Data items
* * * * *

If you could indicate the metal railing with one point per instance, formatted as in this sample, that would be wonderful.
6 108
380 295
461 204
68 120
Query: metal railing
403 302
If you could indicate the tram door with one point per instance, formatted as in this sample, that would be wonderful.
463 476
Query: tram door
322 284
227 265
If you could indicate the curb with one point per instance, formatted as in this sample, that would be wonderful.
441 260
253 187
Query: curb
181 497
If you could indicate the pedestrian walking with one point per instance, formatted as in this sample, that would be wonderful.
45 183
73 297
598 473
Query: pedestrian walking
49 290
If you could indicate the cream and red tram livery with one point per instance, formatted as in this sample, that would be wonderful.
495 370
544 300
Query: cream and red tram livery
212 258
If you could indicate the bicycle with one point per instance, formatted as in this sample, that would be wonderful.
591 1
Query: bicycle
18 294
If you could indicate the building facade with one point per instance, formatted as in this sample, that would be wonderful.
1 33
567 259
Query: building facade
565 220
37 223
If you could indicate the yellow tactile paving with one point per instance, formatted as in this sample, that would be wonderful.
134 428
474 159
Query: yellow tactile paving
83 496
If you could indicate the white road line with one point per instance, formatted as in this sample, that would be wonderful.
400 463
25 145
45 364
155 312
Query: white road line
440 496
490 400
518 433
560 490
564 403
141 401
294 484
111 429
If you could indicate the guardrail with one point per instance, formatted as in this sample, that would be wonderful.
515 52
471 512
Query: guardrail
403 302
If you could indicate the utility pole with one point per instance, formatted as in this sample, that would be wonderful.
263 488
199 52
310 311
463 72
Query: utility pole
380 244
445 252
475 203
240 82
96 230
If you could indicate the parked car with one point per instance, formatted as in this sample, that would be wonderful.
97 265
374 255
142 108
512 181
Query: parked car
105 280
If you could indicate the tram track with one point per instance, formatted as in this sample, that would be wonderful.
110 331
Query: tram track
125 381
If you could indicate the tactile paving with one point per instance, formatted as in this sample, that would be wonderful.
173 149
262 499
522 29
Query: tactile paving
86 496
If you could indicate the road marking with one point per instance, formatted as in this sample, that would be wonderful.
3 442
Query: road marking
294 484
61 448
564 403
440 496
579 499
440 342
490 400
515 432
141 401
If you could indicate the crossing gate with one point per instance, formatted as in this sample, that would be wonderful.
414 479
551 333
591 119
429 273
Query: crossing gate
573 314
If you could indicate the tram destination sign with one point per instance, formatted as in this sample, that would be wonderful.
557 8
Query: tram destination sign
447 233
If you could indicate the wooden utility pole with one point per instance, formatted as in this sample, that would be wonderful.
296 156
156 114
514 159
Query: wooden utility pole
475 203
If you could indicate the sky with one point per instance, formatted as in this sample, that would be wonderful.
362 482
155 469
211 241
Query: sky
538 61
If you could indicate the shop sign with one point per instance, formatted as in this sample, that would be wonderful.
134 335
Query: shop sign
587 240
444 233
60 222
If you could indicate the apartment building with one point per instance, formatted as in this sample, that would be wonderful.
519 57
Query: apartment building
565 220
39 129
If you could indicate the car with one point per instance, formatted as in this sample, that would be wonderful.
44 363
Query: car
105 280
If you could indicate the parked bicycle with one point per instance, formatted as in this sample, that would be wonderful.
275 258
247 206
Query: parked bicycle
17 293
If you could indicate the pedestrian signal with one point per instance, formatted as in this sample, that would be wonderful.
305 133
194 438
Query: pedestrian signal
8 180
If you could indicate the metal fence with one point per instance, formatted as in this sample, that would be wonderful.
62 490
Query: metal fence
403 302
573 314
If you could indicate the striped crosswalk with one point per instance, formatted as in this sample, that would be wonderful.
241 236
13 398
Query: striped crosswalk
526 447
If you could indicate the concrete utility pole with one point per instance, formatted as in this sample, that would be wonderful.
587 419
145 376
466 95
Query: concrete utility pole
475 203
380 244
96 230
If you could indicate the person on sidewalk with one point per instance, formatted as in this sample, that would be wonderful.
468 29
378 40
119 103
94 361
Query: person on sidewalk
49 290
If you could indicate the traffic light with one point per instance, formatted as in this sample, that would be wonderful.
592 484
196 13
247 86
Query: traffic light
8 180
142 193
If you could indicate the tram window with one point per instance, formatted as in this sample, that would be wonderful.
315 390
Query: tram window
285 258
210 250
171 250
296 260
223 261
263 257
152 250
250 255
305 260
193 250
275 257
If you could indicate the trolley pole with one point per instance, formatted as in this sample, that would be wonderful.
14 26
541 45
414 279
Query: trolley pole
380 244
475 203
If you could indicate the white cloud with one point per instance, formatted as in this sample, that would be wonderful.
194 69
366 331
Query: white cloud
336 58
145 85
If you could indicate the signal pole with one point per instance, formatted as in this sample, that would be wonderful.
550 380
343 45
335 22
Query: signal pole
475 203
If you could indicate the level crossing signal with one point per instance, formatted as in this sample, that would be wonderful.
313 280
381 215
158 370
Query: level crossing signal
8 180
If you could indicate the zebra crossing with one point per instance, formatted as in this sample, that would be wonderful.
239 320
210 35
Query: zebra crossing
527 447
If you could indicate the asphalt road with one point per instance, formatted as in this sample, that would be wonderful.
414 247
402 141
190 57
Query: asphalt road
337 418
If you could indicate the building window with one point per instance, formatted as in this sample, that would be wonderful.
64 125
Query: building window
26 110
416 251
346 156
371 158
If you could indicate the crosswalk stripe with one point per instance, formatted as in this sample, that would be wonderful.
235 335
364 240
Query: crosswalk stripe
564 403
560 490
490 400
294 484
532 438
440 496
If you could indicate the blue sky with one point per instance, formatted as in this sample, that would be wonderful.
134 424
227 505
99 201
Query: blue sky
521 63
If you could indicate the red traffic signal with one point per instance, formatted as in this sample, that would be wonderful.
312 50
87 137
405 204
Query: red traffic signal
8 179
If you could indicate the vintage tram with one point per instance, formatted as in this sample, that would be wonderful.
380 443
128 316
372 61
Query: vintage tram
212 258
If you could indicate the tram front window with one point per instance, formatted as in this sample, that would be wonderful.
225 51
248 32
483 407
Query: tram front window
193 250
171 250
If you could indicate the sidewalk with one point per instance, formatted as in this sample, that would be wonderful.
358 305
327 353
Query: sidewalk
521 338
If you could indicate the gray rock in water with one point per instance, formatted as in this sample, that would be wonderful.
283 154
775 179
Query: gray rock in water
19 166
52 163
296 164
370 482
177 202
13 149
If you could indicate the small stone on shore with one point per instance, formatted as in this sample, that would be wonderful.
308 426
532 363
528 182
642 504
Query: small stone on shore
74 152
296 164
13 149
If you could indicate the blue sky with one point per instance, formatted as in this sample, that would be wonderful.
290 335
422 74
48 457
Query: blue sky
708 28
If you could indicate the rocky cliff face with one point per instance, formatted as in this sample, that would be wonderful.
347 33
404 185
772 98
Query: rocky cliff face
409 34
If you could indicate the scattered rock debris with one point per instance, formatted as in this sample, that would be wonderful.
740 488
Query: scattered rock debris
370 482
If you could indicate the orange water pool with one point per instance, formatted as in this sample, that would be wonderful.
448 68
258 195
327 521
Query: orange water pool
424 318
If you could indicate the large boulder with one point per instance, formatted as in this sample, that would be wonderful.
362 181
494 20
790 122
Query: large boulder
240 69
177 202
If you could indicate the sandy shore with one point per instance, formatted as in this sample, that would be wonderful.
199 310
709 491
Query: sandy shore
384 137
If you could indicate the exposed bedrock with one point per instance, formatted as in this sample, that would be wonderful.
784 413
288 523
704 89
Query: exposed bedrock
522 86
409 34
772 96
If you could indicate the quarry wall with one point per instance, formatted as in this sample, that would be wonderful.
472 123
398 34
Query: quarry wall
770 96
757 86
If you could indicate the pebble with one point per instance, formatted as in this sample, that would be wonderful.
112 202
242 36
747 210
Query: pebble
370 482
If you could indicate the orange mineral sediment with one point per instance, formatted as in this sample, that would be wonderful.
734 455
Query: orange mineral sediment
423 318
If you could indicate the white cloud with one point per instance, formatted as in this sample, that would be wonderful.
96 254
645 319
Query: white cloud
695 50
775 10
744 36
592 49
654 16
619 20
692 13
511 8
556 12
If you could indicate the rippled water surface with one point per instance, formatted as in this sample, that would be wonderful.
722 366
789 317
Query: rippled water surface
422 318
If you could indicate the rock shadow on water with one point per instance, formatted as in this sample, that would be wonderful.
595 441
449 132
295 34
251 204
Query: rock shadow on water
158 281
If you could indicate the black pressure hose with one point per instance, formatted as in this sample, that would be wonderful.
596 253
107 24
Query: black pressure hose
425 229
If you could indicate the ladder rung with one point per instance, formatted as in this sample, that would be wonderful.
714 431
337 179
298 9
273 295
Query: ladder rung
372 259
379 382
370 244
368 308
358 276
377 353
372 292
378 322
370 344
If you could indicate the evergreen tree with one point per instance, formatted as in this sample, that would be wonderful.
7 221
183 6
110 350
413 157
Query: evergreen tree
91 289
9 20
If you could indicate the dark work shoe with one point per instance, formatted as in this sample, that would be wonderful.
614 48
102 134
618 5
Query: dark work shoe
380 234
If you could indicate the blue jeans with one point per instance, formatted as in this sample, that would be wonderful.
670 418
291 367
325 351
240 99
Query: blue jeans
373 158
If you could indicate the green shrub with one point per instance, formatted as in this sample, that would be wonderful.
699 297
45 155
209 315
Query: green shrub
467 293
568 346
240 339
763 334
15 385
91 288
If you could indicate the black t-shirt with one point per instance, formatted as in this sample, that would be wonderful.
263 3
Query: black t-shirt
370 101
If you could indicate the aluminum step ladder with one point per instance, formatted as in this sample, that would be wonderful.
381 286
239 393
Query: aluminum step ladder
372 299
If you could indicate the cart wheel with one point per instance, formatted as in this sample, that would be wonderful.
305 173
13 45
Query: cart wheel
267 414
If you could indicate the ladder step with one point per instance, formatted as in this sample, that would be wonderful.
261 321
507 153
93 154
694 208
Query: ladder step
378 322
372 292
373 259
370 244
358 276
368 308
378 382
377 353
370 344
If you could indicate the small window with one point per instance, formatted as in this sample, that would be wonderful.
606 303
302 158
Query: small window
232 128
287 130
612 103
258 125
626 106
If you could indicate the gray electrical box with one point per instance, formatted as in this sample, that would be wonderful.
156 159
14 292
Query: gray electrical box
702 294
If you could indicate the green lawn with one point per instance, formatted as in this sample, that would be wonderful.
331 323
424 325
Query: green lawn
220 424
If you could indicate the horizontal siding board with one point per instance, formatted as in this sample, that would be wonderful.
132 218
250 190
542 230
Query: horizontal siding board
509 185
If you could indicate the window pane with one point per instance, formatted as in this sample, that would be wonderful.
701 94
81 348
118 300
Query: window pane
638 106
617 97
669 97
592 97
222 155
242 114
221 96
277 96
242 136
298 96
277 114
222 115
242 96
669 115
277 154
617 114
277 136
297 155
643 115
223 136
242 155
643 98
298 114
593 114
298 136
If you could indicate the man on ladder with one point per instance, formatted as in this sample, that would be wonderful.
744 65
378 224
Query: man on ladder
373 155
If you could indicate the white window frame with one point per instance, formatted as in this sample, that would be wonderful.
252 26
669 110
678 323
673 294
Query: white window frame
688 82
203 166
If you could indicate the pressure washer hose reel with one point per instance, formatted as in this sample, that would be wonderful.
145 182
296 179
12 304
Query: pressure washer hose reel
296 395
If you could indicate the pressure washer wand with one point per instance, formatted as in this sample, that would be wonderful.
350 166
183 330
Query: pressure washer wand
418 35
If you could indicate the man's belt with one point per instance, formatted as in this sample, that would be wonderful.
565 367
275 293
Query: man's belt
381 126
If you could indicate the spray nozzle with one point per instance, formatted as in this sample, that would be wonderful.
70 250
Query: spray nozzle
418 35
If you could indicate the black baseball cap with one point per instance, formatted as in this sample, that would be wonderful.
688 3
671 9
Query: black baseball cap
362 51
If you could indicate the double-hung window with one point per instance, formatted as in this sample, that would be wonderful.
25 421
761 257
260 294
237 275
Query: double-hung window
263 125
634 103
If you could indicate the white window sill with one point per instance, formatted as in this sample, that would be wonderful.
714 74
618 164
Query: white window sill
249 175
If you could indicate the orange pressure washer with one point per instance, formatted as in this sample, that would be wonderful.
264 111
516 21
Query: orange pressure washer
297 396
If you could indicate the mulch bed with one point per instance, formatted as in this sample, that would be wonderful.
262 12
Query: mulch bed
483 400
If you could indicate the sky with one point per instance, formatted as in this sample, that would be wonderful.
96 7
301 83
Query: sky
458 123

* * * * *

- _PROBLEM DESCRIPTION_: Beginning at the line where "If you could indicate the man on" appears, extract each line through the end of the data above; keep them exact and include nothing else.

- _RESULT FOR THIS TASK_:
If you could indicate the man on ladder with one point per instance, formatted as in this sample, that would be wonderful.
744 65
378 224
Query: man on ladder
373 155
If you could indicate the white window frame with one point per instance, formatted as in this sample, that would be wonderful.
252 26
669 110
678 323
673 294
Query: white window frame
688 82
203 166
If you could indicate the pressure washer hose reel with one point per instance, formatted as in this sample, that would be wonderful.
145 182
296 179
12 304
Query: pressure washer hose reel
296 395
If you could indicate the pressure washer wand with one point per instance, formatted as in this sample, that would be wonderful.
350 166
183 330
Query: pressure washer wand
418 35
If you could indicate the man's belt with one point per instance, formatted as in this sample, that would be wonderful.
565 367
275 293
Query: man's belt
381 126
If you could indicate the spray nozzle with one point per instance, formatted as in this sample, that would be wonderful.
70 250
Query: spray nozzle
418 35
If you could indicate the black baseball cap with one point per instance, formatted as in this sample, that would be wonderful.
688 3
671 9
Query: black baseball cap
362 51
If you could indicate the double-hung window with one point per instance, formatted as in this sample, that would be wonderful.
25 421
761 257
260 294
237 275
Query: double-hung window
263 125
634 103
If you could indicate the white window sill with one point per instance, formatted as in this sample, that would be wonderful.
714 74
618 164
Query: white window sill
249 175
If you could indicate the orange pressure washer with one point per instance, formatted as in this sample, that would be wonderful.
264 111
516 21
Query: orange pressure washer
297 396
If you could indicate the mulch bed with one point per instance, formatted as in this sample, that would be wonderful.
262 12
Query: mulch bed
483 400
If you could indicate the sky with one point per instance, formatted as in this sample, that would be wonderful.
96 7
301 83
Query: sky
458 123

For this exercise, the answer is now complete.